Task to complete - Render the listing below as a Markdown table with the columns Row and Line, numbering each line and leaving out blank ones, starting at the line that contains "Segment the leaf" and ending at the end of the listing. Omit the pictures from the table.

Input material -
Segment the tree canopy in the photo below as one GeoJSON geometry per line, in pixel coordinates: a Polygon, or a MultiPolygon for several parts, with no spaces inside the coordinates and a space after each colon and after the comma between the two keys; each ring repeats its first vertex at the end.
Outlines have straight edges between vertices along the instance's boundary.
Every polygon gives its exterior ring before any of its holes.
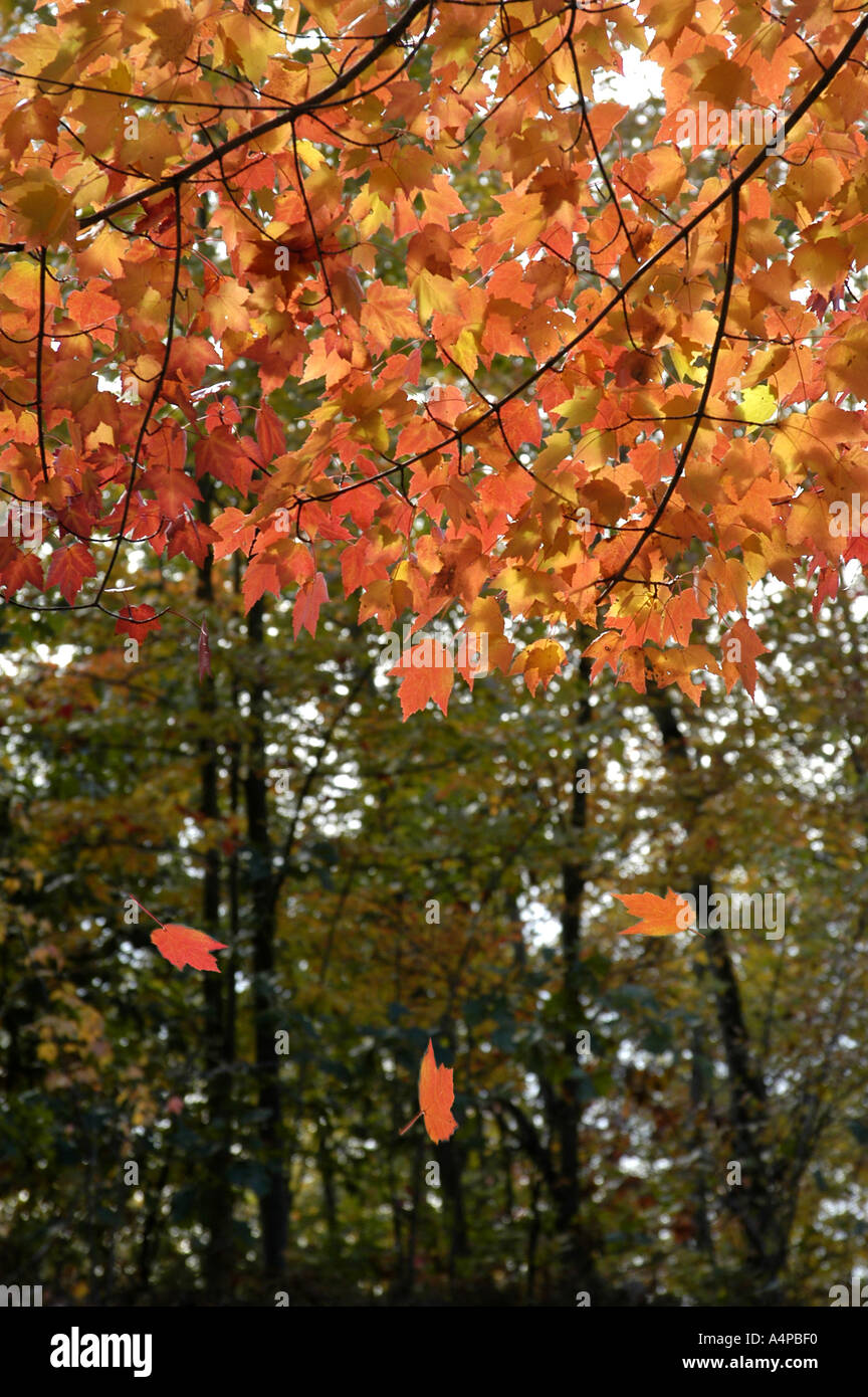
{"type": "Polygon", "coordinates": [[[868,13],[0,13],[10,1274],[828,1303],[868,13]]]}

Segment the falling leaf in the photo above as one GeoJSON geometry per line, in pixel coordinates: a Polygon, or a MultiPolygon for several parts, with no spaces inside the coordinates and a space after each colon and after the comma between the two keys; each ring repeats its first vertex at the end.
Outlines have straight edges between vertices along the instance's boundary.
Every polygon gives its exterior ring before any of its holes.
{"type": "Polygon", "coordinates": [[[666,897],[654,893],[615,893],[615,897],[624,902],[631,916],[641,918],[635,926],[625,926],[621,936],[632,936],[635,932],[641,936],[674,936],[675,932],[685,932],[696,919],[689,902],[673,893],[671,887],[666,897]]]}
{"type": "Polygon", "coordinates": [[[193,970],[214,970],[218,975],[220,974],[214,951],[227,950],[225,942],[215,942],[214,936],[208,936],[207,932],[197,932],[193,926],[183,926],[180,922],[160,922],[159,916],[142,907],[137,897],[133,901],[152,922],[159,923],[159,932],[151,932],[151,940],[160,956],[165,956],[179,970],[191,965],[193,970]]]}
{"type": "Polygon", "coordinates": [[[160,956],[183,970],[193,965],[193,970],[215,970],[219,975],[220,967],[212,951],[225,951],[223,942],[215,942],[205,932],[197,932],[193,926],[181,926],[180,922],[166,922],[159,932],[151,932],[151,940],[160,956]]]}
{"type": "MultiPolygon", "coordinates": [[[[421,1059],[419,1073],[419,1115],[413,1116],[410,1126],[416,1125],[419,1116],[424,1116],[426,1130],[434,1144],[448,1140],[454,1130],[458,1130],[458,1120],[452,1115],[452,1067],[437,1066],[434,1058],[434,1044],[428,1038],[428,1051],[421,1059]]],[[[405,1126],[405,1134],[410,1126],[405,1126]]]]}

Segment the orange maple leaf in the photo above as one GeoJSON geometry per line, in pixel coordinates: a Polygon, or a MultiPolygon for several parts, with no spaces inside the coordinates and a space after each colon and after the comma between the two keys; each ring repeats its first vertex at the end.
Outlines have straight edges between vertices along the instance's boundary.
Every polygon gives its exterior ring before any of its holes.
{"type": "Polygon", "coordinates": [[[455,1101],[455,1092],[452,1090],[452,1069],[437,1066],[437,1059],[434,1058],[434,1044],[428,1038],[428,1051],[421,1059],[421,1069],[419,1071],[419,1112],[413,1116],[409,1126],[405,1126],[399,1134],[406,1134],[410,1126],[414,1126],[419,1116],[424,1116],[426,1130],[434,1144],[441,1140],[448,1140],[449,1136],[458,1130],[458,1120],[452,1115],[452,1102],[455,1101]]]}
{"type": "Polygon", "coordinates": [[[193,926],[183,926],[180,922],[160,922],[159,916],[154,916],[154,912],[142,907],[137,897],[131,900],[137,907],[141,907],[145,916],[159,925],[159,932],[151,932],[151,940],[160,956],[165,956],[179,970],[191,965],[193,970],[214,970],[218,975],[220,974],[214,951],[227,950],[225,942],[215,942],[214,936],[208,936],[207,932],[197,932],[193,926]]]}
{"type": "Polygon", "coordinates": [[[402,676],[398,696],[405,722],[412,712],[424,708],[428,698],[433,698],[445,715],[449,707],[455,668],[449,651],[438,640],[428,636],[412,650],[405,650],[388,673],[402,676]]]}
{"type": "Polygon", "coordinates": [[[688,930],[695,922],[689,902],[673,893],[671,887],[666,897],[654,893],[615,893],[615,897],[624,902],[631,916],[641,918],[635,926],[625,926],[620,936],[632,936],[635,932],[641,936],[674,936],[688,930]]]}

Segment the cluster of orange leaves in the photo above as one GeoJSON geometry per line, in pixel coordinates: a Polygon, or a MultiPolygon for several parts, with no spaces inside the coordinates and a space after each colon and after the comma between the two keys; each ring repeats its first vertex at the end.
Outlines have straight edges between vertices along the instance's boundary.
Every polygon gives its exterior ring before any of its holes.
{"type": "MultiPolygon", "coordinates": [[[[52,8],[0,74],[0,485],[46,520],[0,536],[6,599],[105,605],[147,541],[240,552],[246,606],[290,592],[313,634],[339,563],[361,622],[455,608],[532,692],[582,624],[594,676],[699,701],[754,692],[755,584],[807,564],[819,605],[865,562],[829,528],[868,499],[858,11],[52,8]],[[590,98],[627,46],[661,71],[642,149],[590,98]],[[677,145],[699,102],[797,113],[784,161],[677,145]],[[308,384],[290,444],[268,398],[308,384]]],[[[447,710],[454,666],[398,675],[405,717],[447,710]]]]}

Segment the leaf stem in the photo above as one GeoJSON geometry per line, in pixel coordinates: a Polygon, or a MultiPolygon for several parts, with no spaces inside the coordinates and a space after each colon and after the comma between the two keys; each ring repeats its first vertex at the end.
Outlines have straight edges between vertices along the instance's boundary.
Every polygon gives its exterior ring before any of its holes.
{"type": "MultiPolygon", "coordinates": [[[[130,898],[131,902],[135,902],[137,907],[142,907],[138,898],[133,897],[133,893],[127,893],[127,897],[130,898]]],[[[149,912],[147,907],[142,907],[142,912],[145,914],[145,916],[149,916],[152,922],[156,922],[158,926],[166,925],[165,922],[160,922],[159,916],[155,916],[154,912],[149,912]]]]}

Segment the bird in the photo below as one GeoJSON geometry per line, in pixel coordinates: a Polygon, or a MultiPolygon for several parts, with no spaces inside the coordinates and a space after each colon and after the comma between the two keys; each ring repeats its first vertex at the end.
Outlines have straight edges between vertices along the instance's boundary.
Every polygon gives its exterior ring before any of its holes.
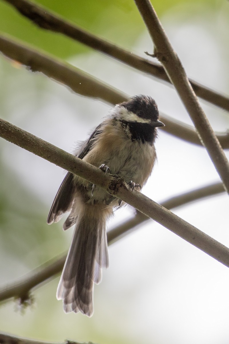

Exercise solution -
| Row | Line |
|---|---|
| 1 | Segment the leaf stem in the photo above as one GeoJSON geometry per line, in pixel coordinates: a Polygon, or a MultiPolygon for several parts, with no spaces inside the coordinates and a space after each colon and after the comma between the two keys; each ring repeats its first vertex at the end. |
| 2 | Outlines have straight edges between vertices along the instance's boundary. |
| 3 | Every polygon gives its exterior ring before any of its holes. |
| 4 | {"type": "MultiPolygon", "coordinates": [[[[130,898],[131,902],[135,902],[137,907],[142,907],[138,898],[133,897],[133,893],[127,893],[127,897],[130,898]]],[[[149,912],[147,907],[142,907],[142,912],[145,914],[145,916],[149,916],[152,922],[156,922],[158,926],[166,925],[165,922],[160,922],[159,916],[155,916],[154,912],[149,912]]]]} |
| 5 | Segment the bird in the photo below as one GeoJSON geometry per line, in pixel coordinates: a Polygon, or a MultiPolygon for several parts, with no spaces inside the coordinates and a space after each colon and after the comma between the two keys; each ring repeats its first vertex at the end. |
| 6 | Outlines have straight edges between vertices along the instance's boundary. |
| 7 | Every polygon gives its exterior ring before any of its holes. |